* [REQUIREMENT 1]
Count the lines in the records below that contain the string "yellow", and reply with that number alone.

* [DOCUMENT SECTION]
1. Game tree searching

the diagram shows that it is blacks turn to move
- a positive score for black indicates a good move
- +∞ indicates a win for black
- 0 indicates a neutral position
- any value <0 indicates a good position for white
we assume that white evaluates the board in exactly the same way as black
if black chooses move 1, white will respond with move a
- we can see that white is attempting to minimise the score
- whereas black is attempting to maximise the score

2. Minimax algorithm

def minimax (colour, board):
    if gameOver(board) or lookedFarEnough(board):
        return evaluateScore(board)
    moves = getLegalMoves(colour, board)
    if colour == black:
       score = -infinity;
       for i in moves:
           score = max(minimax(white, makeMove(board, i)),
                       score)
    else:
       score = +infinity;
       for i in moves:
           score = min(minimax(black, makeMove(board, i)),
                       score)
    return score

we assume
- getLegalMoves returns a list of legal moves
- makeMove(board, i) applies a move, i , to a board and returns the new board
also assume evaluateScore will return a reasonably accurate score based on the board position
however there is a paradox here:
- we need an accurate evaluateScore function
- yet if it were really accurate we wouldn't need to look ahead!

3. Evaluation functions

are the limitation to game tree searching
- often an evaluation function reports a good score for a potential board position in the future
- when we get to that position and look ahead the picture may not look as good!
often called a local maximum, rather similar to hill climbing

4. Returning to Game tree searching

examine the first game tree diagram
notice that black calculates the score for move 1, as +10
- when it examines move 2 (it can remember the previous score)

* [ENTRIES SUPPLIED]

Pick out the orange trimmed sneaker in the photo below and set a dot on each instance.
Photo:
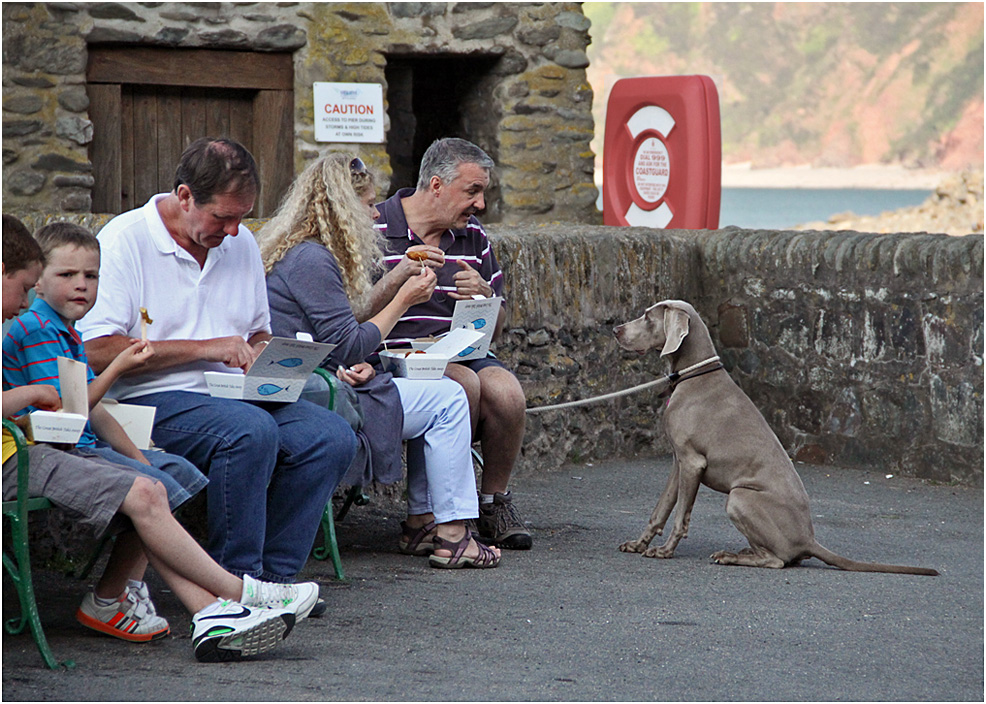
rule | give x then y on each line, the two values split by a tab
128	619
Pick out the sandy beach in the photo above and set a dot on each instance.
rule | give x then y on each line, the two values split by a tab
869	176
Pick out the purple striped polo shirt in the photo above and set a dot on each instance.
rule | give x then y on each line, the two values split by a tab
469	244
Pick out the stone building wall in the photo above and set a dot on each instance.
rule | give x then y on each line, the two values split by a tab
860	350
530	108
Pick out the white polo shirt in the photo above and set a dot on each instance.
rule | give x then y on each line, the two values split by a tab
142	266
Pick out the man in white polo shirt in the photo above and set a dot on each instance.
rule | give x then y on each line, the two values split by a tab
186	258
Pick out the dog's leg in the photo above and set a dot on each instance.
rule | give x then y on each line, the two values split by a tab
659	516
690	472
758	522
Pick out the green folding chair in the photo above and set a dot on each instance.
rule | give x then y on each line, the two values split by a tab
355	495
18	561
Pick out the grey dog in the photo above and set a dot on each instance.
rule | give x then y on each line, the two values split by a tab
720	439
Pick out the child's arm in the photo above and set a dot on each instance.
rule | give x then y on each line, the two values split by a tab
132	357
43	396
110	431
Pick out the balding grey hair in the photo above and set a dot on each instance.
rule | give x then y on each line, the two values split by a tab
444	156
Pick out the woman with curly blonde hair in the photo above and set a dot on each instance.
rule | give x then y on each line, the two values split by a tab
320	252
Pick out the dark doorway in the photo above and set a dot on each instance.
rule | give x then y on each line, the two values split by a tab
430	97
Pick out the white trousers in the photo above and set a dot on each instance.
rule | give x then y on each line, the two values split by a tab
440	477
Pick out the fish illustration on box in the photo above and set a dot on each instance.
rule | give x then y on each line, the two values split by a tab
270	389
278	374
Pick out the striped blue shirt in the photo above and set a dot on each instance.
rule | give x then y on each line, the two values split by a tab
31	349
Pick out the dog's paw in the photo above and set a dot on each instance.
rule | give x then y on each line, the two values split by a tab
659	551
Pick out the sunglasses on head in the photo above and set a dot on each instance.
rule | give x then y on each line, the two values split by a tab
356	166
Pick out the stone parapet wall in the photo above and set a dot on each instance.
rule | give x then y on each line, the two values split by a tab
531	109
861	350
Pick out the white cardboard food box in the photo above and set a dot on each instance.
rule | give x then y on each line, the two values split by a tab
477	314
278	374
430	364
137	421
67	424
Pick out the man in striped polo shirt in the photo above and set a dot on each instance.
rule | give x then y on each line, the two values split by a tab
438	218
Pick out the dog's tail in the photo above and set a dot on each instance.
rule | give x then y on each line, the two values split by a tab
844	563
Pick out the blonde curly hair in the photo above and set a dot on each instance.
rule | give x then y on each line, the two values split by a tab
323	205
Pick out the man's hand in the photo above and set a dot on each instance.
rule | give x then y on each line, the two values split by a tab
133	357
468	283
418	288
233	351
356	375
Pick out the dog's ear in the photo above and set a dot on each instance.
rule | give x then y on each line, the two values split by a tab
675	329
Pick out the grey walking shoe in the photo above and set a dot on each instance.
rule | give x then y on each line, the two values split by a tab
501	525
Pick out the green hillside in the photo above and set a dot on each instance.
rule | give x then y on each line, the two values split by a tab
830	84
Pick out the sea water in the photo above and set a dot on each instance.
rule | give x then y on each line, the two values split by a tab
782	208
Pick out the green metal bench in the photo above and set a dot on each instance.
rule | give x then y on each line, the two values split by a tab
355	496
330	546
17	562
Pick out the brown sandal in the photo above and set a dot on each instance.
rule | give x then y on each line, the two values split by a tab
416	541
485	559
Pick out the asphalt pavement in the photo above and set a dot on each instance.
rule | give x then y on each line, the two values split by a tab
574	619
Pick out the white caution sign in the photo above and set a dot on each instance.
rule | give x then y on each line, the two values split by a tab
348	112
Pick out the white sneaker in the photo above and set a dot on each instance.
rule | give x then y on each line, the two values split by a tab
127	618
232	631
297	598
143	594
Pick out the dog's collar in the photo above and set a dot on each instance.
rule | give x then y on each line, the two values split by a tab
675	378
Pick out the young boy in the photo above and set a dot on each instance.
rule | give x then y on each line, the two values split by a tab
66	291
103	495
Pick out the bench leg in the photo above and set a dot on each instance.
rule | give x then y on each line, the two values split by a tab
19	569
330	547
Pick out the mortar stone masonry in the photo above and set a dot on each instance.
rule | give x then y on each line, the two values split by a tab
531	112
861	350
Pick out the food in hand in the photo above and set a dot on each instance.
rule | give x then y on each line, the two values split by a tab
418	256
145	320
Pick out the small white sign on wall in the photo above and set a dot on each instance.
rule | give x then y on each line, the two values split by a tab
348	112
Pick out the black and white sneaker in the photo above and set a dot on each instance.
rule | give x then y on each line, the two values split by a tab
233	631
297	598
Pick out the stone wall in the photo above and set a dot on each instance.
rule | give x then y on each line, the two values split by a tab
530	109
861	350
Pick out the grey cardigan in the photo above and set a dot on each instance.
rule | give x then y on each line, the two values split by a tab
306	294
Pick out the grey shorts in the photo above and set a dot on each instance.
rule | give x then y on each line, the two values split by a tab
83	484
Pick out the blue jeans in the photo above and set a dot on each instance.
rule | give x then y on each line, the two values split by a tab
272	467
180	477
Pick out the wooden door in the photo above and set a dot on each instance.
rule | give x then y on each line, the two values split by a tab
147	105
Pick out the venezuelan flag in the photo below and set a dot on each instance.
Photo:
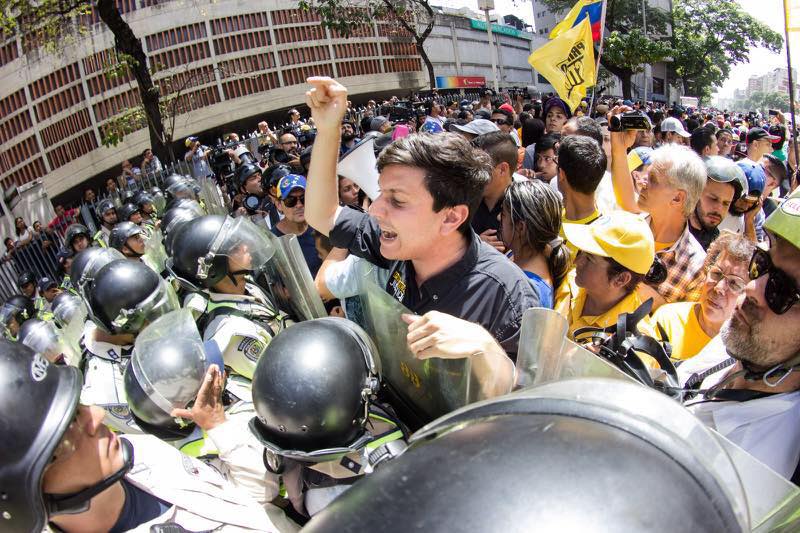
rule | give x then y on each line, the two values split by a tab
593	9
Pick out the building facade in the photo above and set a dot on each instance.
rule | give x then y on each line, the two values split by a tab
232	60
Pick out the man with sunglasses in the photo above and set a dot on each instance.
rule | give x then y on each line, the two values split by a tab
292	204
74	473
749	375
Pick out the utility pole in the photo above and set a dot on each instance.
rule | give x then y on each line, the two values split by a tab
486	6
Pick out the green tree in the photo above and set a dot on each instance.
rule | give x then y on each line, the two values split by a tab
626	47
710	37
51	24
416	17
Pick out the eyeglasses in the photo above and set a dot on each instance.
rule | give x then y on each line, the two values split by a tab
734	283
781	291
292	201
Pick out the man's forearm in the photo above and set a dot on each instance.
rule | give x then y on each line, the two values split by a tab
322	189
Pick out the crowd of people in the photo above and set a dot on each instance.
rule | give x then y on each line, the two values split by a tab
186	369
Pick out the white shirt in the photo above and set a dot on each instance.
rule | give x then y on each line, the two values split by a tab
767	428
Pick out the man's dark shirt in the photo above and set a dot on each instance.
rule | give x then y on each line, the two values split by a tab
704	236
482	287
485	219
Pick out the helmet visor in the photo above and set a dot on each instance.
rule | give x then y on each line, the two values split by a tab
160	302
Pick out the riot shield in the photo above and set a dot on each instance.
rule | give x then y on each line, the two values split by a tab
211	197
430	387
155	255
290	281
545	354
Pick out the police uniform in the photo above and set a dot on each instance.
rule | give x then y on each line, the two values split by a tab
241	325
201	498
103	365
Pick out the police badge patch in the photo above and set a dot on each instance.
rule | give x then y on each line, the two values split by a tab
251	348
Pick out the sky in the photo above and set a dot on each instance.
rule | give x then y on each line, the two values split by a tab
770	12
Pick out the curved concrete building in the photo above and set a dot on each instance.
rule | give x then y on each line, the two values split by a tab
237	59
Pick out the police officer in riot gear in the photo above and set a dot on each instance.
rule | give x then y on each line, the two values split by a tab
127	237
62	466
77	238
314	392
107	215
221	262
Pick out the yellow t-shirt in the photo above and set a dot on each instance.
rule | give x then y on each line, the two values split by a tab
564	220
680	323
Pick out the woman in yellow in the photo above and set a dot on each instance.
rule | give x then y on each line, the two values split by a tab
614	254
690	325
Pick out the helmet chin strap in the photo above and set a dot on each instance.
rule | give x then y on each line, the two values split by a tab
78	502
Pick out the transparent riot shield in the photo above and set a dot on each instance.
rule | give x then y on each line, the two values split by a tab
430	387
211	197
545	354
290	281
155	255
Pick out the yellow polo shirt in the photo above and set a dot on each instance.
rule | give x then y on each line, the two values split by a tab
680	323
570	299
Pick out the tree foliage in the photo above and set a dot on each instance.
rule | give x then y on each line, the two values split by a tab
416	17
626	48
712	36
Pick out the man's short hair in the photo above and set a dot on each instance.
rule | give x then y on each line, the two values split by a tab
583	161
500	147
455	171
683	169
587	127
702	138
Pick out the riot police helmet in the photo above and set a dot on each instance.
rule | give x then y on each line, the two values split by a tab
563	456
312	388
86	265
209	248
104	206
166	370
74	231
67	306
26	278
38	404
125	212
41	337
120	235
126	295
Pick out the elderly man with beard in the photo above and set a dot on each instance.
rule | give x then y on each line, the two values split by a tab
725	184
748	375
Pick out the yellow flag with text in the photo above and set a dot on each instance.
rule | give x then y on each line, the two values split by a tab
567	62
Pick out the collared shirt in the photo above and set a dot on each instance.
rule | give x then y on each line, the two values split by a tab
482	286
684	262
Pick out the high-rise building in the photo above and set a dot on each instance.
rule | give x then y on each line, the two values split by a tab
234	60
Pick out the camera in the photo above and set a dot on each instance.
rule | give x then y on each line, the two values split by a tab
633	120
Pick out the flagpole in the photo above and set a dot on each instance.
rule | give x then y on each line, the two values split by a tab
791	82
600	53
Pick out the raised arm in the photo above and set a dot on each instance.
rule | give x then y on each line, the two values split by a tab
328	102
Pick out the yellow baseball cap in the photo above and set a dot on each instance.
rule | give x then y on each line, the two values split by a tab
624	237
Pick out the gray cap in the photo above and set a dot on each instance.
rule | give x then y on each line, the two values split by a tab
479	126
673	124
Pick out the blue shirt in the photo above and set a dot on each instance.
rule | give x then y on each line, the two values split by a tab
542	288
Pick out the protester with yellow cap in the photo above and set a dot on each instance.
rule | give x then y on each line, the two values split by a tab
614	254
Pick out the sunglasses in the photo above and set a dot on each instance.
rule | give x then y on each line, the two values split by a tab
292	201
781	291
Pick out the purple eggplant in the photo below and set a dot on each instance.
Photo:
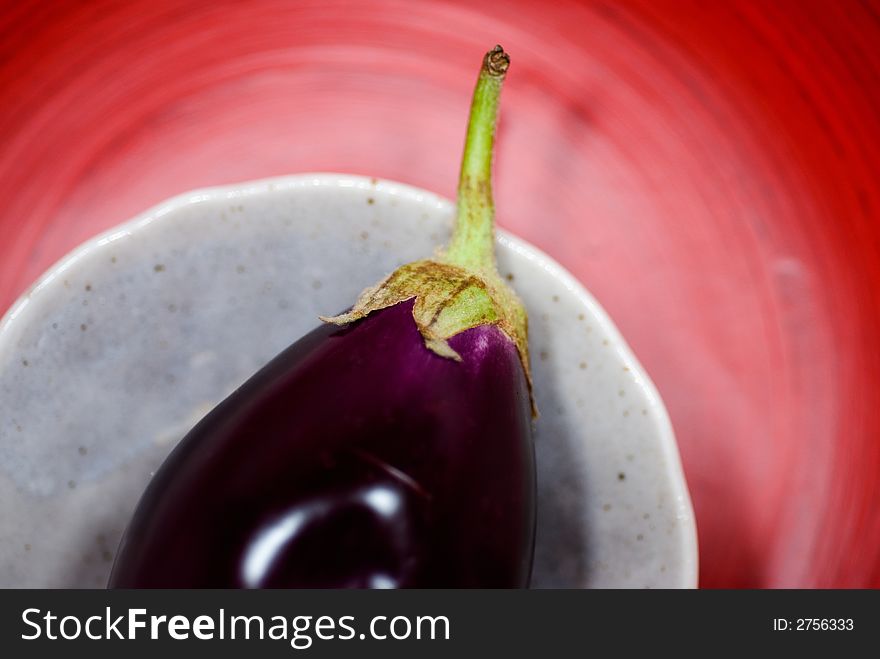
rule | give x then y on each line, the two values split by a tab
389	447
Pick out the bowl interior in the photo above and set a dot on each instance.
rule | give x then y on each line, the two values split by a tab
122	346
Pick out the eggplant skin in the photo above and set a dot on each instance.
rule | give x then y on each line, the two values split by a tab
357	458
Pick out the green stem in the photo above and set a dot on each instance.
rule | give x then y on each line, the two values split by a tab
473	240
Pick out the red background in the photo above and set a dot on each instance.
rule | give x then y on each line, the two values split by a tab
708	170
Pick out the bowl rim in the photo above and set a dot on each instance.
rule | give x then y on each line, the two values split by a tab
242	190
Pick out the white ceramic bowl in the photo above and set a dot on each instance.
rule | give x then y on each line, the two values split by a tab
128	341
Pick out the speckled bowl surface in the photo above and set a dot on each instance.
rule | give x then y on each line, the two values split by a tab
126	343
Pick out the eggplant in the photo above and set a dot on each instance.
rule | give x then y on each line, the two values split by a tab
388	448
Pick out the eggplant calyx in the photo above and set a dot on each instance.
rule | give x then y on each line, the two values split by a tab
449	299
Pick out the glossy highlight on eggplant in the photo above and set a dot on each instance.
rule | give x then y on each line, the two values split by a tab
389	448
356	458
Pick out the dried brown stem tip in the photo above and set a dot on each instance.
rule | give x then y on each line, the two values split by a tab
496	61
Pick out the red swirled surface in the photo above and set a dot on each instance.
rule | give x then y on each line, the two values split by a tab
708	170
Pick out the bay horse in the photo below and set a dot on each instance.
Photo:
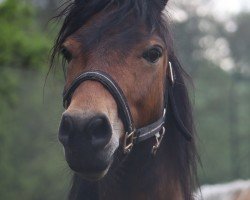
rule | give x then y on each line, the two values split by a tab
127	129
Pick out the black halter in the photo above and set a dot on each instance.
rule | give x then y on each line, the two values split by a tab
132	134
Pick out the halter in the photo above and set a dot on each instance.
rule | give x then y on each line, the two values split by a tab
133	135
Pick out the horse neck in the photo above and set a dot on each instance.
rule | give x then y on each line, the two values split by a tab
141	177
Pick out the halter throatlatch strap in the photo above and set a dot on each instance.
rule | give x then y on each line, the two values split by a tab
183	130
132	135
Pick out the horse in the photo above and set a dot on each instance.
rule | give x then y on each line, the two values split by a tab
127	129
236	190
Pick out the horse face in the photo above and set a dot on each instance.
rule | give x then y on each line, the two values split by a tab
91	130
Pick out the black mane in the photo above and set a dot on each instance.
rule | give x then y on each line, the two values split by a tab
147	14
127	17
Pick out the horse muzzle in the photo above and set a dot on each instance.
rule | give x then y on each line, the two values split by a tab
87	145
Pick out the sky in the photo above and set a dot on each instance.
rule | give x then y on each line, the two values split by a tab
232	6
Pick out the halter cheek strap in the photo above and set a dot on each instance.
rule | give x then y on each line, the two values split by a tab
132	135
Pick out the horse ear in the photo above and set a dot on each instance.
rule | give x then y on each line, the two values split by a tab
163	3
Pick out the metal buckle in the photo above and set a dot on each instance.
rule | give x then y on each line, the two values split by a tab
128	142
158	136
171	73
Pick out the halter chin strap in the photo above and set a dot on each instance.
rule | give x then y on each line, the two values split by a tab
132	135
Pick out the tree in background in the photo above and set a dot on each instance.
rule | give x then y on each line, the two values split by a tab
216	53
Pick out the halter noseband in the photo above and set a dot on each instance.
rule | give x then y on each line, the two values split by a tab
132	134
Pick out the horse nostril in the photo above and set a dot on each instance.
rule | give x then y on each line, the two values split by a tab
65	129
99	130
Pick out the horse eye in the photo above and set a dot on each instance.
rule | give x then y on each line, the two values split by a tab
66	54
153	55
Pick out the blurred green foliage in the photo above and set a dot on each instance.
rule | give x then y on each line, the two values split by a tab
22	42
32	166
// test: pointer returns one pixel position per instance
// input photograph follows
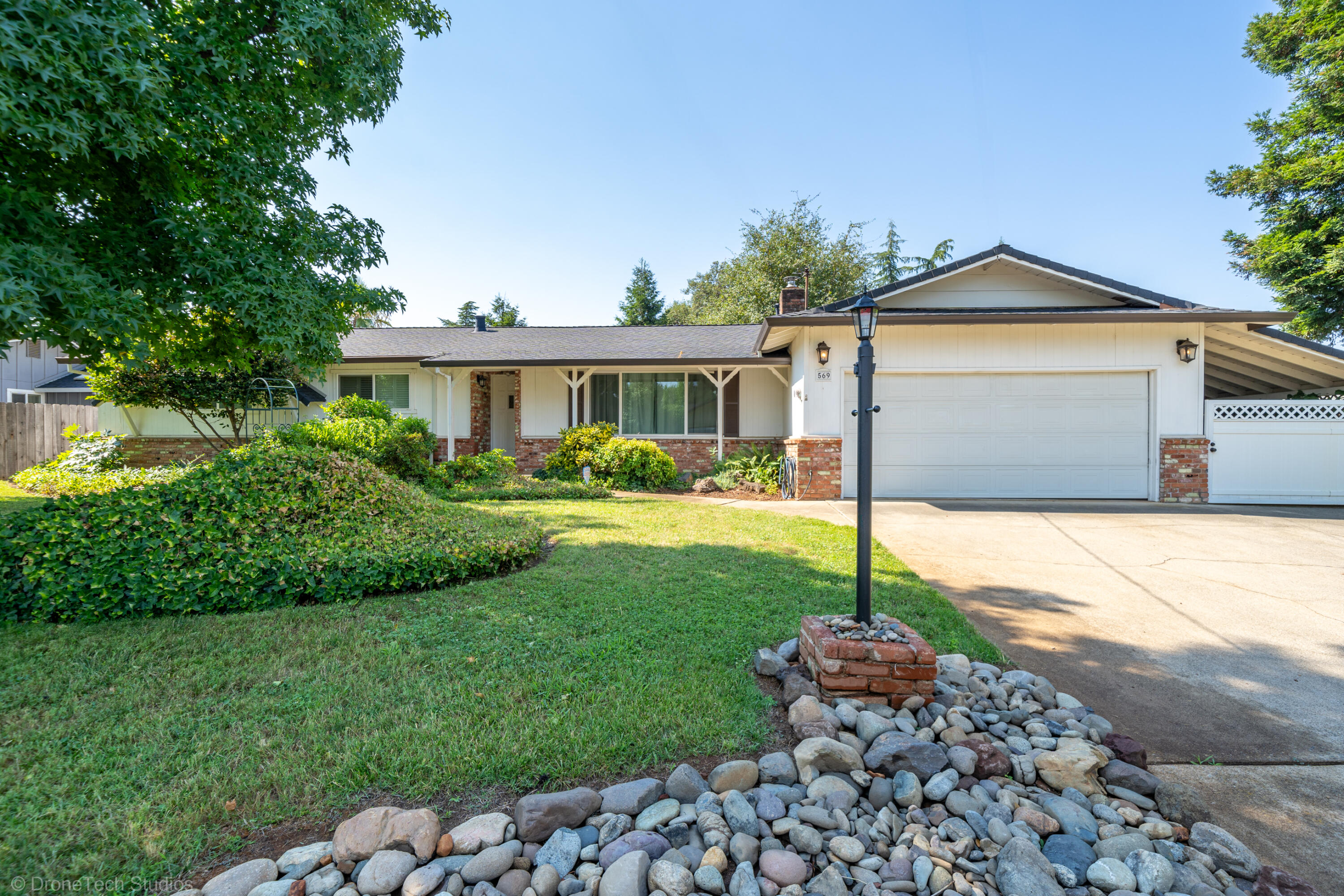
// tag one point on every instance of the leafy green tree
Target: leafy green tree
(213, 401)
(889, 265)
(465, 316)
(643, 304)
(745, 289)
(1299, 182)
(503, 314)
(154, 182)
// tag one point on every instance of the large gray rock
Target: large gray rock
(1023, 871)
(241, 879)
(816, 755)
(300, 862)
(1226, 851)
(546, 880)
(1131, 777)
(386, 871)
(671, 879)
(632, 797)
(740, 774)
(777, 769)
(1152, 874)
(740, 814)
(1120, 847)
(627, 876)
(1072, 817)
(1108, 875)
(478, 832)
(638, 841)
(487, 864)
(783, 867)
(897, 751)
(1182, 804)
(386, 828)
(561, 851)
(768, 663)
(686, 784)
(539, 816)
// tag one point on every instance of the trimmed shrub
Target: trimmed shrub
(367, 431)
(578, 449)
(529, 489)
(264, 526)
(617, 462)
(633, 465)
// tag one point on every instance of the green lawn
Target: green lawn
(121, 742)
(13, 500)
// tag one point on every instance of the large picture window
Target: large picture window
(654, 404)
(393, 390)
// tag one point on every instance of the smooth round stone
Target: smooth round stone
(963, 759)
(709, 880)
(783, 867)
(847, 849)
(745, 848)
(1111, 875)
(659, 813)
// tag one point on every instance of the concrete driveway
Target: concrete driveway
(1209, 633)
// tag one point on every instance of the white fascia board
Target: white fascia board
(1090, 285)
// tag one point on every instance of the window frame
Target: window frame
(686, 406)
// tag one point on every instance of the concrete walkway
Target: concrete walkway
(1209, 633)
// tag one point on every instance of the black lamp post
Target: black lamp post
(865, 314)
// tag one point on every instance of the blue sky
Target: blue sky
(541, 150)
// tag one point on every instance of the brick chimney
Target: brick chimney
(792, 297)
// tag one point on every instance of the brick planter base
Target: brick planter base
(869, 671)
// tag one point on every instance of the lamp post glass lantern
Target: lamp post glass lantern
(865, 314)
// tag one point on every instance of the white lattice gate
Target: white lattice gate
(1276, 452)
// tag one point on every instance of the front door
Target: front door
(502, 413)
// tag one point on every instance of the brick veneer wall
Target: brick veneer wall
(156, 450)
(1183, 476)
(819, 460)
(870, 671)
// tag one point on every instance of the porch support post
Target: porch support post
(719, 382)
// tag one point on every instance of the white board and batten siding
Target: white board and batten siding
(1276, 452)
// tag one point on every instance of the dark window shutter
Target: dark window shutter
(730, 406)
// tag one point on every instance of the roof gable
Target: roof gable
(1002, 283)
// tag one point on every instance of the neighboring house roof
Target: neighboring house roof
(69, 382)
(558, 346)
(1133, 304)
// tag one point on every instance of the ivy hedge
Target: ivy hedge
(261, 527)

* [REQUIREMENT 2]
Extend the notes on game tree searching past their last line.

* [REPLY 1]
6

* [REPLY 2]
- it examines move C which white might play, and it sees this score as 0
at this point the search algorithm is able to conclude:
- there is no point in examining move, d, since no matter what score it might deliver, white can still make move, c
- and the score for move, c, is worse that the score for move 1
- so there is no point black choosing move, 2, and therefore no point examining move, d

5. AlphaBeta algorithm

implements the previous optimisation
- the AlphaBeta algorithm always returns the same results as the minimax algorithm, only it is more efficient
it is significantly more efficient than the minimax algorithm when the game has a high branching factor
- for example chess has an approximate branching factor of 20
  - very roughly 20 different moves can be played at each board position
Alphabeta also is more efficient if the first move it examines is a good move, as this is likely to cut off many subsequent poor moves

6. AlphaBeta

remember a low value score is good for white
remember a high value score is good for black
the parameter, alpha , is the best move for white
- initially set to ∞
- low value is good
the parameter, beta , is the best move for black
- initially set to -∞
- high value is good

def alphaBeta (colour, board, alpha, beta):
    if gameOver(board) or lookedFarEnough(board):
        return evaluateScore(board)
    moves = getLegalMoves(colour, board)
    if colour == black:
      for i in moves:
        try = alphaBeta(white, makeMove(board, i), alpha, beta)
        if try > beta:
          beta = try    # found a better move
        if beta >= alpha:
          return beta   # no point searching further as WHITE would
                        # choose a different previous move
      return beta  # the best score for a move BLACK has found
    else:
      for i in moves:
        try = alphaBeta(black, makeMove(board, i), alpha, beta)
        if try < alpha:
          alpha = try     # found a better move
        if beta >= alpha: # black would chose a previous move
          return alpha
      return alpha  # the best score for a move WHITE has found

notice that alpha will contain the best known score for white
notice that beta will contain the best known score for black
also notice that the loop for black will always return beta
also notice that the loop for white will always return alpha
also notice that alphaBeta must only return a value which is a decendent of the current position
it must not return a cousin value

7. Single stepping the alpha beta algorithm

initially a call is made with the following parameters

foo = alphaBeta(black, <board>, ∞, -∞)

only necessary to examine the following code, when considering black

if gameOver(board) or lookedFarEnough(board):
   return evaluateScore(board)
moves = getLegalMoves(colour, board)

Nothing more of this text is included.